▶ **Aim of the exercise**
Express the records from the line containing "Final verification step: confirm the presence of mascot costume" through the line containing "[633,458,763,533]", inclusive, as a two-column CSV with columns named instruction and response. Each request gets one row, with its text in instruction and its answer in response, and each field is quoted with any line breaks replaced by spaces.

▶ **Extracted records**
++++++++++++++++++++

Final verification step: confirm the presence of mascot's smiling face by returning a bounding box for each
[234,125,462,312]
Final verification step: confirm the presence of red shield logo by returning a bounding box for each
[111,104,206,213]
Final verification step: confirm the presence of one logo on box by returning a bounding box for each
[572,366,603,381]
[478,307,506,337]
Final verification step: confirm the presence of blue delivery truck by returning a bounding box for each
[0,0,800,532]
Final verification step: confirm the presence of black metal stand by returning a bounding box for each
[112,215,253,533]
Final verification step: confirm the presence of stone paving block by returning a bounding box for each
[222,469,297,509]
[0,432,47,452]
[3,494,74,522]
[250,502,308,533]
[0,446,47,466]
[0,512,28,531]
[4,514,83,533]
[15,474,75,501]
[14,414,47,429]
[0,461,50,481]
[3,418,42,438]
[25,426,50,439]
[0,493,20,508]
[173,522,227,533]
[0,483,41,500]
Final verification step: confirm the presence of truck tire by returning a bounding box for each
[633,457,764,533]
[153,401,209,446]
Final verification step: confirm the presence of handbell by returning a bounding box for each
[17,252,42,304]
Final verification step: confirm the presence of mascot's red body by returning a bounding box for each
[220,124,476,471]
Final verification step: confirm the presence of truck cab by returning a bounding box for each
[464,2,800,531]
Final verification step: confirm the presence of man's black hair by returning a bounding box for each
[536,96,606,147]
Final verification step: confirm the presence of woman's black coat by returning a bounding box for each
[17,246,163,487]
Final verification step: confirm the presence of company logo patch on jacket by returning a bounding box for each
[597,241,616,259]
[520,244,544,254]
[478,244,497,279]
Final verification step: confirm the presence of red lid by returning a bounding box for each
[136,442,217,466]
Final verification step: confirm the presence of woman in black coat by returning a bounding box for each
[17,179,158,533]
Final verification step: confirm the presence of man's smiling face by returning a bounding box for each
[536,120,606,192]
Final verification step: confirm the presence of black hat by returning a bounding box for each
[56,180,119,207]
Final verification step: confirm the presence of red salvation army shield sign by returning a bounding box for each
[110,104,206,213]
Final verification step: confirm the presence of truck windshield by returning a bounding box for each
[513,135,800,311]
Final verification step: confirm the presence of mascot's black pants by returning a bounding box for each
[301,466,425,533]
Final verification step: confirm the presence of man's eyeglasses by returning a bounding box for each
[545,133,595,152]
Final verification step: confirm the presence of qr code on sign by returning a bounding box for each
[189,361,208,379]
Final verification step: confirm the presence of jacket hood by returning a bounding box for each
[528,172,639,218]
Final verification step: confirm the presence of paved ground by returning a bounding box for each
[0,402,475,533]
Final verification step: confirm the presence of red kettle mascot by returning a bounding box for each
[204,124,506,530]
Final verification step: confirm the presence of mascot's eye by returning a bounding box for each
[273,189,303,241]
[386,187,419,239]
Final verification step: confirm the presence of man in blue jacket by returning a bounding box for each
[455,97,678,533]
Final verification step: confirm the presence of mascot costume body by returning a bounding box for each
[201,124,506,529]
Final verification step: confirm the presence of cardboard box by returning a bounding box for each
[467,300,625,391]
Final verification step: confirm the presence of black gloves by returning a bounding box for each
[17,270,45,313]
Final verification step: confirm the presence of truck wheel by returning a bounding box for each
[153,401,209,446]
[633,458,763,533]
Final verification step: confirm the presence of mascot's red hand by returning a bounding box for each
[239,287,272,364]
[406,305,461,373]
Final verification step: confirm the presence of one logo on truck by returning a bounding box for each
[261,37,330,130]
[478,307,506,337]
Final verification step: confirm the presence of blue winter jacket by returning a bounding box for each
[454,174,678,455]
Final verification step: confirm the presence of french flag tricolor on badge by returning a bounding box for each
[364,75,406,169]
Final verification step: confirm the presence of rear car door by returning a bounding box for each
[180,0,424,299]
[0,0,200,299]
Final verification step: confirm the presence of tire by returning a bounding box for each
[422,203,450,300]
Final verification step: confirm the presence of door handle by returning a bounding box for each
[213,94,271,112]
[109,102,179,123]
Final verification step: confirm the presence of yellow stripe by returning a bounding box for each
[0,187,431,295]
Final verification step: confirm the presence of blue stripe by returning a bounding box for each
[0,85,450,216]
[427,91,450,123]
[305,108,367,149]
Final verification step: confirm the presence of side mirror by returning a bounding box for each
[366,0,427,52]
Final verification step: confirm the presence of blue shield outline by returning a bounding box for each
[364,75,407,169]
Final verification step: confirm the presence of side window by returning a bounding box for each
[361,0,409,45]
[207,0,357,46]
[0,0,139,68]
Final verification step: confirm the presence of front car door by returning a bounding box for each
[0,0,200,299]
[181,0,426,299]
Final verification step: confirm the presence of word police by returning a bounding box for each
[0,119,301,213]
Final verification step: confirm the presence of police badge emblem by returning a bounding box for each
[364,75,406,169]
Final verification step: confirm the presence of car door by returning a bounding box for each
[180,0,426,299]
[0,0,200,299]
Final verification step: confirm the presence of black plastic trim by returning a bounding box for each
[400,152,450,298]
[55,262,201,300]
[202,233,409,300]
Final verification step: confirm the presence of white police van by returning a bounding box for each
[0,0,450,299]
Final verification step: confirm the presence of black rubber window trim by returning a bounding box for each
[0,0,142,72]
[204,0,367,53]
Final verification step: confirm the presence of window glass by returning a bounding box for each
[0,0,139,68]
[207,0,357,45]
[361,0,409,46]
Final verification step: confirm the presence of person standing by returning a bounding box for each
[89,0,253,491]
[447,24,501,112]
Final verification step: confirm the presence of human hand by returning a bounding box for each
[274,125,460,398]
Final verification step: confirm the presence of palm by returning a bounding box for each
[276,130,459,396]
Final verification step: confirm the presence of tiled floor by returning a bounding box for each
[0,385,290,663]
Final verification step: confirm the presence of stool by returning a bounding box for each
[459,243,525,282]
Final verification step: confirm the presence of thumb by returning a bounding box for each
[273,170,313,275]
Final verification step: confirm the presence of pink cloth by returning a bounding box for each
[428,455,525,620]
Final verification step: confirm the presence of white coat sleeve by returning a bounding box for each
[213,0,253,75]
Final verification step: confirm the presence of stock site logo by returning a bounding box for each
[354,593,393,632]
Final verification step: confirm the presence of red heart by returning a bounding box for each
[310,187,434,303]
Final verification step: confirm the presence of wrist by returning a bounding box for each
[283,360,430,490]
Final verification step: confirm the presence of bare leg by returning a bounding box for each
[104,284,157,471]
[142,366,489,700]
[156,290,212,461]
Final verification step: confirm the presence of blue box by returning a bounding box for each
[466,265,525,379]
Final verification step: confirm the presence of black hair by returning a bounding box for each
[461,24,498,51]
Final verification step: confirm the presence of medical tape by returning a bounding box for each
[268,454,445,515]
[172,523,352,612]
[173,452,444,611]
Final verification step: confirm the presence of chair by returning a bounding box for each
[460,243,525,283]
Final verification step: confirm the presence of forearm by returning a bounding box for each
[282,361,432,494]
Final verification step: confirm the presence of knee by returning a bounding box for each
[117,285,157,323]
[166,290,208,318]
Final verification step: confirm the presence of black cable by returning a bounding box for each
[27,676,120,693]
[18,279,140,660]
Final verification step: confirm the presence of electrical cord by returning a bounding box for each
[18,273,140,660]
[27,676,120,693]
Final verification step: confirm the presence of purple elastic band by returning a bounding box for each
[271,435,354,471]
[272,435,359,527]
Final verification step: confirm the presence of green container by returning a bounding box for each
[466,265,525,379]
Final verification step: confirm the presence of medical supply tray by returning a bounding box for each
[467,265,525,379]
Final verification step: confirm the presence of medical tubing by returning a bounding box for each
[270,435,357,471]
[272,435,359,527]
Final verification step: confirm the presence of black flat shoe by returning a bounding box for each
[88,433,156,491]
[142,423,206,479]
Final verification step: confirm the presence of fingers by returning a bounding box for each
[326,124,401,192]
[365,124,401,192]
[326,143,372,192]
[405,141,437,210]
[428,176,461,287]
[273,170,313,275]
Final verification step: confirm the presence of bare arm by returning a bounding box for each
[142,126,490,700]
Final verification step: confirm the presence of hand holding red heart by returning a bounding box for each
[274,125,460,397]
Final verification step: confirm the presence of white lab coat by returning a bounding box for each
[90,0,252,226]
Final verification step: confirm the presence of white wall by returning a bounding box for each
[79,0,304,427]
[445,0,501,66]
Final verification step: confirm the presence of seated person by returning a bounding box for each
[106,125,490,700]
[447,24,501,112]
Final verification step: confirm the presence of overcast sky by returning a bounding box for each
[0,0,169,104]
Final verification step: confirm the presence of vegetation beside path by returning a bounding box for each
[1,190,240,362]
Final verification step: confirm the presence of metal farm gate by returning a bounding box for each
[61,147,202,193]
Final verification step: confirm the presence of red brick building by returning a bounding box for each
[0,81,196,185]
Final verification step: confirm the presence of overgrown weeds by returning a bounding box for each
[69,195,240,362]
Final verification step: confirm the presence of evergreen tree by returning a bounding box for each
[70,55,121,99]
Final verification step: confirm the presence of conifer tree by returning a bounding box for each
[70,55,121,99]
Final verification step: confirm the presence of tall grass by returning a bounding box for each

++++++++++++++++++++

▶ **Expected output**
instruction,response
"Final verification step: confirm the presence of mascot costume body by returning a bounding box for each","[201,124,506,529]"
"Final verification step: confirm the presence of cardboard box by returning a bounding box for each","[467,300,625,391]"
"Final verification step: confirm the presence of black gloves by returning a bounding box for each","[17,270,45,313]"
"Final verification step: confirm the presence of truck wheel by returning a bounding box for each","[153,401,209,446] [633,458,763,533]"